**Text segment**:

Swedish Physicists Boost Superconductors by Sculpting the Surface Beneath Them

Researchers in Sweden have found a surprisingly simple way to make a superconductor more robust: reshape the surface it sits on. By subtly sculpting the base beneath an ultrathin superconducting film, the team kept the material superconducting at higher temperatures and under far stronger magnetic fields than before.

The work, led by Floriana Lombardi at Chalmers University of Technology in collaboration with RISE Research Institutes of Sweden and other international partners, was published in the journal Nature Communications. The researchers worked with ultrathin films of a copper-oxide compound, YBa₂Cu₃O₇₋δ, a so-called high-temperature superconductor prized because it carries electricity without resistance at temperatures far above those required by conventional superconductors.

The trick lies in the substrate. The team pre-treated a supporting base of magnesium oxide in a vacuum at high temperature, coaxing it to form a regular pattern of tiny ridges and valleys — features smaller than one-millionth the thickness of a human hair. When the superconducting film was grown on top of this engineered landscape, the sculpted pattern guided the atomic arrangement and electron behavior within the film, stabilizing the fragile superconducting state.

That stability matters enormously for real-world use. Superconductors normally lose their special properties when warmed even slightly or exposed to strong magnetic fields, which has long limited where and how they can be deployed. By extending the range of temperatures and fields over which the thin film keeps working, the Chalmers approach edges these exotic materials closer to practical, everyday technology.

The implications reach across several fields. The researchers say the technique could help unlock ultra-energy-efficient electronics that waste little power as heat, next-generation quantum components for computing and sensing, and devices that depend on intense magnetic fields, such as advanced medical scanners and fusion reactors. Crucially, the method relies on shaping a common substrate rather than inventing an entirely new material — a practical advantage that could speed its adoption in laboratories and, eventually, industry.

**Dataset records**:
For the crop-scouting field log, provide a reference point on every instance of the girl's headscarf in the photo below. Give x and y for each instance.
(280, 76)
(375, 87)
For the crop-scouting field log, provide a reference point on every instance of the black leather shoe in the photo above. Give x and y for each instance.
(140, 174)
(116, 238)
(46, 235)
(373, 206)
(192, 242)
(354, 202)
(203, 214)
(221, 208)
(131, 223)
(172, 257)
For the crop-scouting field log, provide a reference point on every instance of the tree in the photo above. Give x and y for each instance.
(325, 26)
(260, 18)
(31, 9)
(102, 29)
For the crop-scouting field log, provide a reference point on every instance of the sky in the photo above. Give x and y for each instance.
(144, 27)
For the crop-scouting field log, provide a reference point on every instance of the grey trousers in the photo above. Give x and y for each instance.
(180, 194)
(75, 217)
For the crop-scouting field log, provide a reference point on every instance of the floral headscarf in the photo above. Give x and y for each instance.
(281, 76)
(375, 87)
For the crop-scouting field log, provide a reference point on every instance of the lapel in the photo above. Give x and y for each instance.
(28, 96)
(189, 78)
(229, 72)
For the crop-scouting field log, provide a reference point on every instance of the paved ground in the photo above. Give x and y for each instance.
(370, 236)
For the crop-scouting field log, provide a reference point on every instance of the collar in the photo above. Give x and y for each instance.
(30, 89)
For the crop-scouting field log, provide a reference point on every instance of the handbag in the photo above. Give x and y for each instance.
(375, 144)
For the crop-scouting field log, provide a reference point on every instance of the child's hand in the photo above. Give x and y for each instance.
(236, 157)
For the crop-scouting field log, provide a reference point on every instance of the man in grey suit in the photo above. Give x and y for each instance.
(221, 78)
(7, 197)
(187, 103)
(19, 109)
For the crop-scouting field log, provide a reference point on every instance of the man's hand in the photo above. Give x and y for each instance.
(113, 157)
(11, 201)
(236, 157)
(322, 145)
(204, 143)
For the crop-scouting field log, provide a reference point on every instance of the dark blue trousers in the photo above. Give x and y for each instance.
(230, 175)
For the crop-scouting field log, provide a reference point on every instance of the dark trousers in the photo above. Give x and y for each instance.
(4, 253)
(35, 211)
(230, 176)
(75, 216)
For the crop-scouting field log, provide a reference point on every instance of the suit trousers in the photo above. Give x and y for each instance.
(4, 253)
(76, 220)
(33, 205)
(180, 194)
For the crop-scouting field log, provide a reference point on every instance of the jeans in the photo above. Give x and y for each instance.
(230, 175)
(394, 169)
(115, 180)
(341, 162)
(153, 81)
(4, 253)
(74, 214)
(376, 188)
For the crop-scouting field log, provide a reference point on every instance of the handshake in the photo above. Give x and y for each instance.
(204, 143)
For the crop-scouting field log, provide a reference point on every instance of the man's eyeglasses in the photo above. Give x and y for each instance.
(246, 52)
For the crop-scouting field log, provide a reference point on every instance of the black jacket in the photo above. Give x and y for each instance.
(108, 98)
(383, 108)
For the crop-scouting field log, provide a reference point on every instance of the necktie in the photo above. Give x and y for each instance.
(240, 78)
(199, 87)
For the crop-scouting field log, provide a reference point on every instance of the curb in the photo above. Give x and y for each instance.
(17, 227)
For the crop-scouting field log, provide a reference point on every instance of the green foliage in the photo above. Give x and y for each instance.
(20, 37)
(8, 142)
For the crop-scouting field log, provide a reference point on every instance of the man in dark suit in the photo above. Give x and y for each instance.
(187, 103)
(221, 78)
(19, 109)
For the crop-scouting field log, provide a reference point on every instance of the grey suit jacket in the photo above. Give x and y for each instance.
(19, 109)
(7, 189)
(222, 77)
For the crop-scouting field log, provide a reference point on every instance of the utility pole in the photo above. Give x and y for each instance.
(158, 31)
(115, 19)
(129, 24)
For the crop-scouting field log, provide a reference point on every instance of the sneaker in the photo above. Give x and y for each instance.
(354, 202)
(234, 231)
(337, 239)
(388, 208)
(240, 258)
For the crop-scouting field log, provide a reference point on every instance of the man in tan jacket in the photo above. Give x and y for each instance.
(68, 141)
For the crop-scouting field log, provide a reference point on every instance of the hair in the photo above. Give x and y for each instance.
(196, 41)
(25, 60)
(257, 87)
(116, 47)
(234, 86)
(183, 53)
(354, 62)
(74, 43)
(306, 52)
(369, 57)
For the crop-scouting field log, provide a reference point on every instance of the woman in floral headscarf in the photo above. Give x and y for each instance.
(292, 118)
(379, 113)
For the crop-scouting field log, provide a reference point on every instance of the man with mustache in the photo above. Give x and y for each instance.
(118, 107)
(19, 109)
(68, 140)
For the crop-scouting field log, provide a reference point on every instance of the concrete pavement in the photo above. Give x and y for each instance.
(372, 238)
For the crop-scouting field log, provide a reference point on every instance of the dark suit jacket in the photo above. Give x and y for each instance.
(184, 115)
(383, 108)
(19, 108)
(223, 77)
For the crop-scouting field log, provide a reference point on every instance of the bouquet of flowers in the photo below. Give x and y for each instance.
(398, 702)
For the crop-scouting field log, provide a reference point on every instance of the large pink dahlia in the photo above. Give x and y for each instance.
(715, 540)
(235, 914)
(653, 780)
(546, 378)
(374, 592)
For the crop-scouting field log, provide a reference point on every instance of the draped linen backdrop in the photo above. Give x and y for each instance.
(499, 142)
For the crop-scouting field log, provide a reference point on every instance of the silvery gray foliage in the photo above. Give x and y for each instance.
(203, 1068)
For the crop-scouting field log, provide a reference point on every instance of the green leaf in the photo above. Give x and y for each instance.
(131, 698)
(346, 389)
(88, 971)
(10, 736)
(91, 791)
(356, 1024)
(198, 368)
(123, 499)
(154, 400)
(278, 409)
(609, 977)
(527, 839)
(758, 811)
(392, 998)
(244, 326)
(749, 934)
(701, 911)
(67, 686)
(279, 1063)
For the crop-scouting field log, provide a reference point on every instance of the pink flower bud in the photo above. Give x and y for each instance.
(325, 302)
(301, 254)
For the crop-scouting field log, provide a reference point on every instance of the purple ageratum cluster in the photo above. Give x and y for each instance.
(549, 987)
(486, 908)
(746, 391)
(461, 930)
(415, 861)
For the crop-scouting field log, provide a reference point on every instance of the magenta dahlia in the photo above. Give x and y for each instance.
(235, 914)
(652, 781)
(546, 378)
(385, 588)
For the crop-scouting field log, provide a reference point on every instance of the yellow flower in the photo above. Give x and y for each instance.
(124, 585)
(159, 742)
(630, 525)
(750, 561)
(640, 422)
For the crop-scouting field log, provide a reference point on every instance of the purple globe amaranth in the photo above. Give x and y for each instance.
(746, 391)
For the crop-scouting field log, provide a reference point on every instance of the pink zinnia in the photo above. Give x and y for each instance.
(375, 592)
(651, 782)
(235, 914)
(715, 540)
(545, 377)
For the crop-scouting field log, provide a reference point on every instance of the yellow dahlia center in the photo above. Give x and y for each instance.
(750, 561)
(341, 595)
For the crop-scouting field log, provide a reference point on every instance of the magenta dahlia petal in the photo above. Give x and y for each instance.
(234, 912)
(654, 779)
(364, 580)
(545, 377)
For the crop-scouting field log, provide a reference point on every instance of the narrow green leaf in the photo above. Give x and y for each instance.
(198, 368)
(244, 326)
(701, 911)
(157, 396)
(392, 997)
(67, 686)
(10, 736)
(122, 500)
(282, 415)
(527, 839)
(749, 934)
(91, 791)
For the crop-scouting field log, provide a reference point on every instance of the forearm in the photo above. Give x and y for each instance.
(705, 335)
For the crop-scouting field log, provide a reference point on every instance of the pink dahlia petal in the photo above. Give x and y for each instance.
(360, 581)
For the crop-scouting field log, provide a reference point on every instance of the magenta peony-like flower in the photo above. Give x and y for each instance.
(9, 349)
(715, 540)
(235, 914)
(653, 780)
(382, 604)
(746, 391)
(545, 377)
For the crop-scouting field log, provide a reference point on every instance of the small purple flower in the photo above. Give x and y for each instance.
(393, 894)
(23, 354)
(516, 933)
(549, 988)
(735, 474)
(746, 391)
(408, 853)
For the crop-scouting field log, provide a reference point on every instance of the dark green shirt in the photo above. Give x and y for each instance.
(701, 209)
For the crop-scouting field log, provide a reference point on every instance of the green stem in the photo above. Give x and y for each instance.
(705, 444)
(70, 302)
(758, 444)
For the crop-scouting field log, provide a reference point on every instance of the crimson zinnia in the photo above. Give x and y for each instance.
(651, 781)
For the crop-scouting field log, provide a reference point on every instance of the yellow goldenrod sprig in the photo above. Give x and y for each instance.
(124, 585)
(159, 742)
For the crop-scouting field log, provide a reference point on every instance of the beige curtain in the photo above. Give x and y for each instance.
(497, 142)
* * *
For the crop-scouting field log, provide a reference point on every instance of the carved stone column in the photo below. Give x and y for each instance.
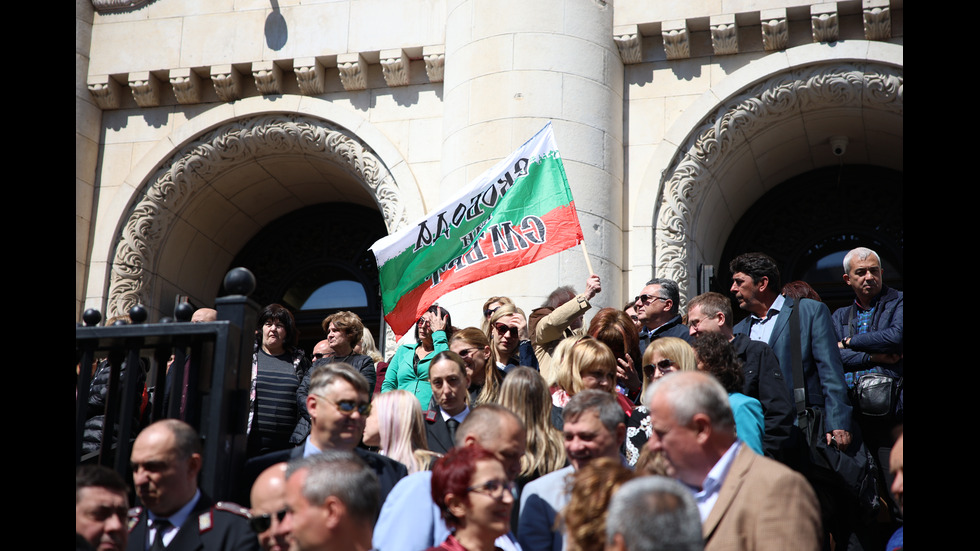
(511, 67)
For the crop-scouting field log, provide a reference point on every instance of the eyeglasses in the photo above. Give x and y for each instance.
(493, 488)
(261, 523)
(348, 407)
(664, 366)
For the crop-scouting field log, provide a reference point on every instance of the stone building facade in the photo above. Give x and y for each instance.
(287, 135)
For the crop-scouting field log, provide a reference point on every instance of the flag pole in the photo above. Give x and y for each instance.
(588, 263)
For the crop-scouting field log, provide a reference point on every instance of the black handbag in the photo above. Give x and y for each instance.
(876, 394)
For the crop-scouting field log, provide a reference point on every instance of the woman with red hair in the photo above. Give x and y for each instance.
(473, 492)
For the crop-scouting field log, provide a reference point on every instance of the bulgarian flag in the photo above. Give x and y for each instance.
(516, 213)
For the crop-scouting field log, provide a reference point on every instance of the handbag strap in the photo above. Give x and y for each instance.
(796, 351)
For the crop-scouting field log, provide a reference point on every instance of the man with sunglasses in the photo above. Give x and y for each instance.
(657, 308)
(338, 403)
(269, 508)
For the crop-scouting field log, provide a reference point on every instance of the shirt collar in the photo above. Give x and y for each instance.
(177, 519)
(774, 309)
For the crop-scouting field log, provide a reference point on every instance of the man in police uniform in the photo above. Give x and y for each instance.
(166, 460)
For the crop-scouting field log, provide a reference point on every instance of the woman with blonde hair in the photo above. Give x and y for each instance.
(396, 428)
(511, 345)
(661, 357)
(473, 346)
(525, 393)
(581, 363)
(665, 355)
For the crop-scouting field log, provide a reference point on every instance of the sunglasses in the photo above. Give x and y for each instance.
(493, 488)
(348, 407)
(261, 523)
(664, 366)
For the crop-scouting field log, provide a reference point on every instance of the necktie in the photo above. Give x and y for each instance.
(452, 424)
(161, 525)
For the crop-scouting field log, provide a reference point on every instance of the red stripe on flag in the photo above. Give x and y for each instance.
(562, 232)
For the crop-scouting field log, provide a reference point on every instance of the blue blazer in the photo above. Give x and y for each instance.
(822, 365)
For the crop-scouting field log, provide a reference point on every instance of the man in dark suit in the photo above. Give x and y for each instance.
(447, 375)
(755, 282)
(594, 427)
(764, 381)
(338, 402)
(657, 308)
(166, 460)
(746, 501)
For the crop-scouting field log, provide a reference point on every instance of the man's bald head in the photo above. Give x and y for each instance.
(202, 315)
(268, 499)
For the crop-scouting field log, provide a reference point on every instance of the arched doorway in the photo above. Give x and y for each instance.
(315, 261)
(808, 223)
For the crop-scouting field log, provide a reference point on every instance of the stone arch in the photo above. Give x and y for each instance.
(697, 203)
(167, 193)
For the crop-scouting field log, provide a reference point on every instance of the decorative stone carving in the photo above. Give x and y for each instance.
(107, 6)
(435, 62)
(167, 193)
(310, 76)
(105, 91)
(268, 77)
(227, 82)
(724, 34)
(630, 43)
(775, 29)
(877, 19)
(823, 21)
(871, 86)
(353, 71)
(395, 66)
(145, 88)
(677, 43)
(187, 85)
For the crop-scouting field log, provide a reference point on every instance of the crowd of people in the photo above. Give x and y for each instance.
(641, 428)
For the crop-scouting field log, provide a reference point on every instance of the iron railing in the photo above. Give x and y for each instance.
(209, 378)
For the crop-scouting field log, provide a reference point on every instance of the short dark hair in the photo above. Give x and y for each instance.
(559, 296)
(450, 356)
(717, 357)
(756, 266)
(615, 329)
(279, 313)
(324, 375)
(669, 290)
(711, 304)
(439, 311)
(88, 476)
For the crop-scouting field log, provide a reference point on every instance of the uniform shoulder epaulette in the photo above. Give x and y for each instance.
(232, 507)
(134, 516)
* * *
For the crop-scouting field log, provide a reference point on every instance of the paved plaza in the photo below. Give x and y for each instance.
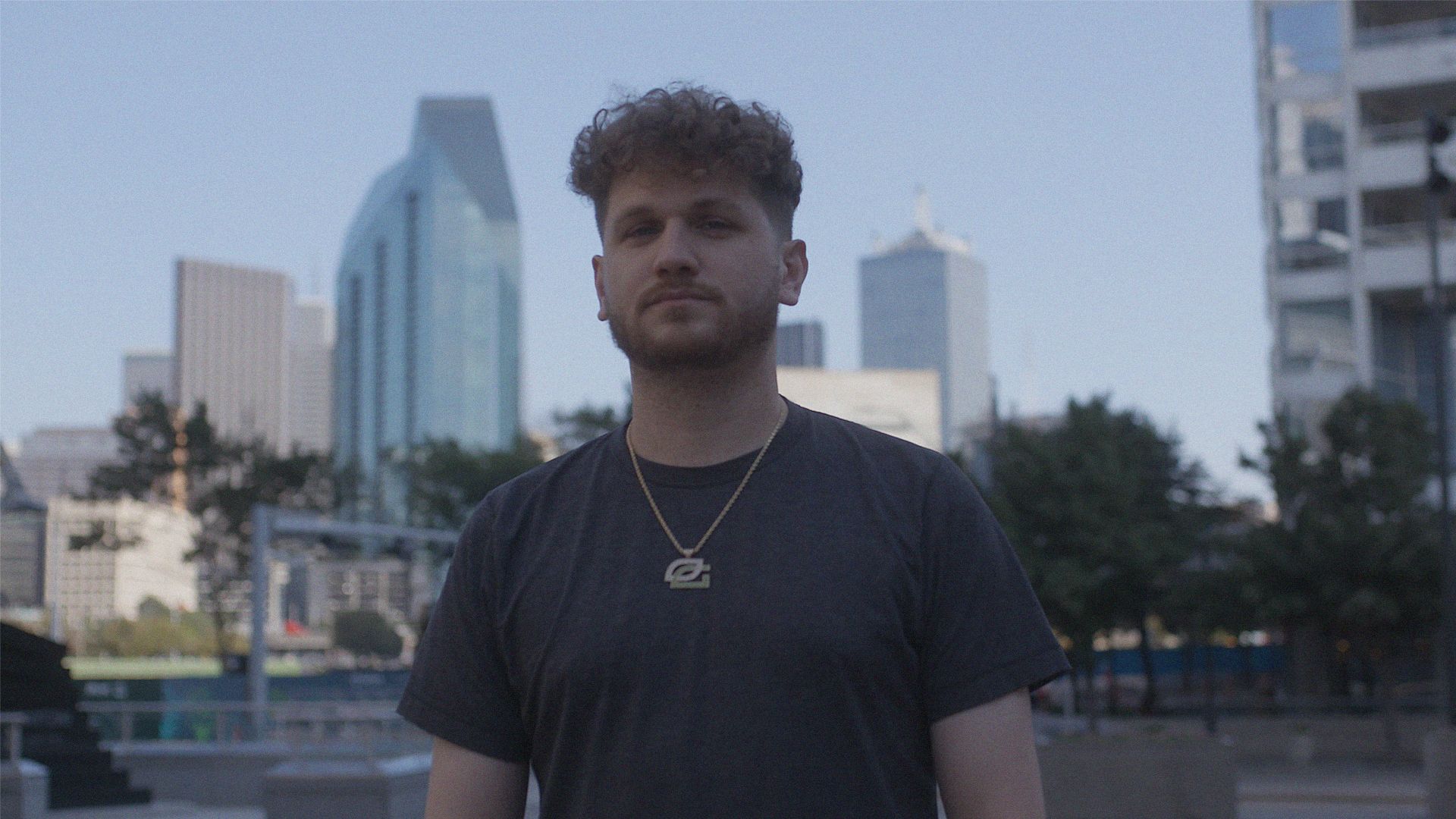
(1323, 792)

**Work task 1**: In the superconductor article, transcribe everything from "That stability matters" down to "practical, everyday technology.".
**Work task 2**: According to the superconductor article, what material was the supporting base that the team pre-treated in a vacuum at high temperature?

**Reply 1**:
That stability matters enormously for real-world use. Superconductors normally lose their special properties when warmed even slightly or exposed to strong magnetic fields, which has long limited where and how they can be deployed. By extending the range of temperatures and fields over which the thin film keeps working, the Chalmers approach edges these exotic materials closer to practical, everyday technology.

**Reply 2**: Magnesium oxide.